*Exercise instructions*
Write the material out again exactly as it stands.
── Given information
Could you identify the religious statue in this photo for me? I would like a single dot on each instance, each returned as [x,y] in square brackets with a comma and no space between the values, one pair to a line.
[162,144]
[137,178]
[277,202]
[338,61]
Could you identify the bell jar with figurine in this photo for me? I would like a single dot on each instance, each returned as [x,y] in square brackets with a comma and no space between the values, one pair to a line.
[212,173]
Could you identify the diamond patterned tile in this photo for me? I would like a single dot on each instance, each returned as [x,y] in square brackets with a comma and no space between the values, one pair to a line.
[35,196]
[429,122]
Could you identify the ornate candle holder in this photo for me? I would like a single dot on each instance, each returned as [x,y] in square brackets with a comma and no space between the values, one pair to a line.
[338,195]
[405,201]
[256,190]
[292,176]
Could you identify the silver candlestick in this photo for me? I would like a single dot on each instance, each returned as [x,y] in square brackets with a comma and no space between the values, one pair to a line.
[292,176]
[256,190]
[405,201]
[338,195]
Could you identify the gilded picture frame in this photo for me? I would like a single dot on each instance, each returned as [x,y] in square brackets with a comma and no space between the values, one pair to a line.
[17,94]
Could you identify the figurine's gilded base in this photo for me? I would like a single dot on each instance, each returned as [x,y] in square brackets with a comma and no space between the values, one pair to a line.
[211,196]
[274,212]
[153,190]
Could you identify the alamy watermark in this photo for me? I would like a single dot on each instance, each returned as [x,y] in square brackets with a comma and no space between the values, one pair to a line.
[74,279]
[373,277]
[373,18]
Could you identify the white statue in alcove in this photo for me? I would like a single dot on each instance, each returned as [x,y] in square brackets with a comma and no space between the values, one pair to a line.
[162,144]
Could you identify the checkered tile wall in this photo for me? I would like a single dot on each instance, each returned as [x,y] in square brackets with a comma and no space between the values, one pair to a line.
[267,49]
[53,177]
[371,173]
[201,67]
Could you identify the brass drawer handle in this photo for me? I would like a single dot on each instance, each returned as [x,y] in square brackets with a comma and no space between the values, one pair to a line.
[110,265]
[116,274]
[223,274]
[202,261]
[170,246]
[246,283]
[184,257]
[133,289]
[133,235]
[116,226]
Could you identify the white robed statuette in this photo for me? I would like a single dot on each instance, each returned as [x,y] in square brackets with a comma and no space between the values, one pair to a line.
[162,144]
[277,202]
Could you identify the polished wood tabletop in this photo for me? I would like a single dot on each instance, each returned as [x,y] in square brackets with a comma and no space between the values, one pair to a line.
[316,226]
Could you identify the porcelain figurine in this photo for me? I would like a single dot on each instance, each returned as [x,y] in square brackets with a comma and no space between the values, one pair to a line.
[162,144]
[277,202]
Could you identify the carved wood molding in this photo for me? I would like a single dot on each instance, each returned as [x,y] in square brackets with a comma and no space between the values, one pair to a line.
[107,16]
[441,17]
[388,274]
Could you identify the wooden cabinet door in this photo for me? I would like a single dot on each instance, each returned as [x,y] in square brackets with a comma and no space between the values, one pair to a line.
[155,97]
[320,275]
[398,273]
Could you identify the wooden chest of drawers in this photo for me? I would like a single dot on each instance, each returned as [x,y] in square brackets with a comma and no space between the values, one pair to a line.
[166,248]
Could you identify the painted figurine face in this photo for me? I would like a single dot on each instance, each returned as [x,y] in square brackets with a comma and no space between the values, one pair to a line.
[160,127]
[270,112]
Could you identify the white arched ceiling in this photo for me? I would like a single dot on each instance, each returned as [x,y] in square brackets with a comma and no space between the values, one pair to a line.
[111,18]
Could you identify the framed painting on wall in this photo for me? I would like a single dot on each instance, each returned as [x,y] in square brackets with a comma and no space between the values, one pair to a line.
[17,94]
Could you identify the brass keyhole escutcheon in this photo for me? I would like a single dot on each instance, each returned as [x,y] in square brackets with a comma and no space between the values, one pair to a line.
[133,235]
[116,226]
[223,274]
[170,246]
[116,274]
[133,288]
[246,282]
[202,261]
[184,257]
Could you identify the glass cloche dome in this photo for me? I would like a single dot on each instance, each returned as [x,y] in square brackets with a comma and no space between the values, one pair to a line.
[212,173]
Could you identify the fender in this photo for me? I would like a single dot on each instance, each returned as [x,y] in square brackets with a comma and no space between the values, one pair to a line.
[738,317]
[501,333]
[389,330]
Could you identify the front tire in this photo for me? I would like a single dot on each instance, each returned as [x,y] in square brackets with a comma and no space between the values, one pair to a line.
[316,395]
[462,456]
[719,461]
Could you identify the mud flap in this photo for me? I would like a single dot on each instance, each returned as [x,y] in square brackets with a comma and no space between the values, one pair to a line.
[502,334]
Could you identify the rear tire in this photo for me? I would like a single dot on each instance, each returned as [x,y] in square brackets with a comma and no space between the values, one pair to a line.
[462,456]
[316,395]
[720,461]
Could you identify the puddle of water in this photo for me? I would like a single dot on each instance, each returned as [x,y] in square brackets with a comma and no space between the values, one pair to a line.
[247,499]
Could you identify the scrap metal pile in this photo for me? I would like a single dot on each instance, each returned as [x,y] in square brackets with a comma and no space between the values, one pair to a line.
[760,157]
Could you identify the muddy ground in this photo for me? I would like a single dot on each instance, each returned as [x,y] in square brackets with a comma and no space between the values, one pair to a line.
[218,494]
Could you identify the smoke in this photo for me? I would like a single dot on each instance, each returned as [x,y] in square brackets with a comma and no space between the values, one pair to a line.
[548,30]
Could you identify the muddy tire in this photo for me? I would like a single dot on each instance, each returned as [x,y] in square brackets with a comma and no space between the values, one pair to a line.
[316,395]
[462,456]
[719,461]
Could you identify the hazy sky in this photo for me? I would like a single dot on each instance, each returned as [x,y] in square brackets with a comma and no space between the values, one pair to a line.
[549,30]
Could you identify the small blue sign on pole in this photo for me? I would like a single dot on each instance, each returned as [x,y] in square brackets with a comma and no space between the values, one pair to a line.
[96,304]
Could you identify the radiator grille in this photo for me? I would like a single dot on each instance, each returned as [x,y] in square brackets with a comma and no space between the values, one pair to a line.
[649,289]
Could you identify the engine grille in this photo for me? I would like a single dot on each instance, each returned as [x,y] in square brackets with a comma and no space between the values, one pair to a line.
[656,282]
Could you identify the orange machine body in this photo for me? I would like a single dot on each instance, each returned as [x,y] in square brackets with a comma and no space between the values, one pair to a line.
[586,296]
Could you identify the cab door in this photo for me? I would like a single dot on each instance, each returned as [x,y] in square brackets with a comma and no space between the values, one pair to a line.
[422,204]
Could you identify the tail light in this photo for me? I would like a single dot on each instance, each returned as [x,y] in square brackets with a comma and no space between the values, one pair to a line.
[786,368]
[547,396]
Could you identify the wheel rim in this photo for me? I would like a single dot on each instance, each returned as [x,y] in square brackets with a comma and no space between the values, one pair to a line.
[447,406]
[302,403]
────
*Task response*
Could you identify the religious statue in this photo for me? I would like a single dot on each instance, each returned as [x,y] in square brackets with a comma and no space between the values, one pair to a line.
[162,144]
[137,178]
[277,202]
[338,61]
Could you identify the bell jar with figurine in this photo for me? I would like a single dot on each instance, each returned as [x,y] in square brackets with a comma and no space between the values, one pair to a line.
[212,173]
Could you identify the diamond patterned tile in this photo for me? I would like a single dot on each instance, each returned as [x,y] in square brackets with a comma and no space between the values, one pair to a line.
[35,196]
[429,122]
Could you identify the ornate candle holder in this photo for me? I would like a single dot on each instance, each returned as [x,y] in square brackets with a comma and no space between the values, one pair to a line.
[338,195]
[405,201]
[256,190]
[292,176]
Could you identify the silver candlestick in this photo for me? I would like a single dot on each instance, each returned as [x,y] in square brackets with a comma and no space between the values, one pair to a line.
[292,176]
[256,190]
[405,201]
[338,195]
Could you identify the gilded picture frame in this photo for me? I would like a single dot on each instance, each returned as [x,y] in square brackets with a comma and no space between the values, one pair to a line.
[17,94]
Could you identify the figurine's gilded base in this photo for me? I would like a single dot on each instance, each returned as [x,y] in square brackets with a comma and no space between the values, one pair to a line.
[211,196]
[274,212]
[153,190]
Could you identify the alamy watermark in this photo for me? I would like a single dot on each instance, each returned as [x,y] in square brackets with a comma and no space between the values, one pair to a line.
[74,279]
[373,277]
[373,18]
Could you identify the white statue in alcove in this photo for me? I would like a single dot on each instance, each returned as [x,y] in square brackets with a comma and no space between the values, one pair to a line.
[162,144]
Could you identify the checkered tile wall in this photo for me? I would like a single dot on each instance, each returned as [x,y] in square brackets with a comma and no space between the values, one pair to a line.
[267,49]
[53,177]
[371,173]
[201,67]
Could you identify the brass drawer handle in this photo for me? I would like a single dot on each instance, each returned as [x,y] in square brackets with a comma and no space between the values, one pair to a line.
[110,265]
[116,274]
[223,274]
[202,261]
[170,246]
[246,283]
[184,257]
[133,289]
[133,235]
[116,226]
Could you identify the white robed statuette in this photo for me? I would like a single dot on each instance, each returned as [x,y] in square brackets with a comma and no space between the values, one pair to a line.
[162,144]
[277,202]
Could you identify the polished wood tabletop in this photo for me? I would like a single dot on each instance, each returned as [x,y] in square brackets with a comma and no space between the values, one pair to a line.
[316,226]
Could you identify the porcelain figurine in this photo for me? I would like a single dot on each instance, each returned as [x,y] in square brackets with a comma and no space between the values, one pair to a line.
[162,144]
[277,202]
Could you identify the carved wood molding in this photo for me? I would like a single dot on each instance, each returned as [x,y] in square brackets with a comma and no space between the values, one pair to a line.
[107,16]
[441,17]
[388,274]
Could you identify the wooden cabinet door in this photo for me? I would like a single dot on each instance, each returned as [x,y] in square brackets with a comma and no space between the values, one pair to a line.
[155,97]
[320,275]
[398,273]
Could you identify the wooden chest of drawers in this photo for me? I would like a single dot on each instance, each returned as [x,y] in square brackets with a comma and no space between the values, one pair to a line.
[166,248]
Could you identify the painted figurine face in this photo for me? I would like a single dot on each instance, each returned as [x,y] in square brackets with a comma and no space between the values, one pair to a line.
[160,127]
[270,112]
Could you identify the white arched ceiling in this photo for me? I would like a single dot on each instance, each returned as [x,y] in square brackets with a comma and no space between the values, one pair to a line.
[111,18]
Could you identify the framed painting on wall in this photo for me? I would like a single dot on each instance, each returned as [x,y] in square brackets with a comma and no space between the values, one pair to a line.
[17,94]
Could you identify the brass keyhole escutcheon in this photo for me? I would like a single dot on each instance, each returned as [x,y] in square brackets with a comma and no space between the values, one pair to a line.
[133,235]
[116,226]
[223,274]
[170,246]
[116,274]
[133,288]
[246,282]
[202,261]
[184,257]
Could you identify the glass cloche dome in this photo for me? I would like a single dot on each instance, each returned as [x,y] in square brackets with a comma and no space between the values, one pair to a line.
[212,173]
Could you identify the fender in this photo for me? I would like a single dot on each instance, each returned as [x,y] in square brackets with a comma and no space between the values, one pair to a line.
[738,317]
[501,333]
[389,330]
Could you identify the front tire in this photo for me? I would like a single dot on each instance, each returned as [x,y] in square brackets with a comma and no space between the values, one pair to a line.
[316,395]
[462,456]
[719,461]
Could you identify the mud flap in this photo for me? I would like a single dot on each instance, each returned as [x,y] in square brackets with a comma and no space between the values, one pair to a line.
[502,334]
Could you identify the rear tire in this photo for me? I would like a single dot on each instance, each returned as [x,y] in square brackets with a comma and no space between the values, one pair to a line.
[462,456]
[316,395]
[720,461]
Could you identify the puddle of water in this photo for me? I would like a single dot on each instance, each returned as [x,y] in square brackets with a comma and no space between the values, one pair to a line.
[247,499]
Could you identify the scrap metal pile in this photo for me? I would like a single dot on each instance, each returned as [x,y] in square brackets with a comma and no space between the values, one pair to a line.
[760,157]
Could you identify the muddy ground in this photo for me? I would like a single dot on each instance, each returned as [x,y] in square brackets with a comma and no space between the values, one pair to a line.
[218,494]
Could you identify the smoke in this photo for me? I would like a single dot on each instance, each returned as [x,y] in square brackets with a comma and no space between the values, one pair to a line.
[548,30]
Could you identify the muddy tire in this photo for me? I would like a single dot on each instance, each returned as [x,y] in square brackets with a comma and no space between the values, one pair to a line.
[316,395]
[462,456]
[719,461]
Could you identify the hazy sky in this photo for me? I would like a single dot on each instance, each returned as [x,y] in square brackets with a comma and no space between the values, one pair to a line.
[549,30]
Could you identify the small blue sign on pole in this photo for me? I would like a single dot on each instance, each returned as [x,y] in square brackets with a comma and no space between the values, one pair to a line.
[96,304]
Could you identify the radiator grille in this photo for me? I would like a single dot on each instance, each returned as [x,y] in square brackets with a comma and no space between the values, one pair to a line.
[649,289]
Could you identify the engine grille in this photo for me? I would like a single dot on each instance, each returned as [x,y] in square brackets with a comma and no space between the values, one pair to a line.
[656,282]
Could you identify the orange machine body in this photo for me? I would like a single dot on each instance, each returned as [x,y] in square brackets with a comma and no space between the values, one pair to a line.
[586,296]
Could you identify the cab door in this photo for me? I would like a single dot on each instance, each returned as [x,y] in square brackets with a comma and no space between the values, one pair to a line.
[422,204]
Could you identify the tail light in this photo for me? I would like a single dot on each instance, each returned as [x,y] in square brackets with a comma and no space between the values, one pair to a line.
[786,368]
[547,396]
Could you identify the wheel rim in this photo for me? I would like a single dot on each instance, each returned as [x,y] in square brackets with a comma and no space between the values, one pair to a line.
[447,406]
[302,403]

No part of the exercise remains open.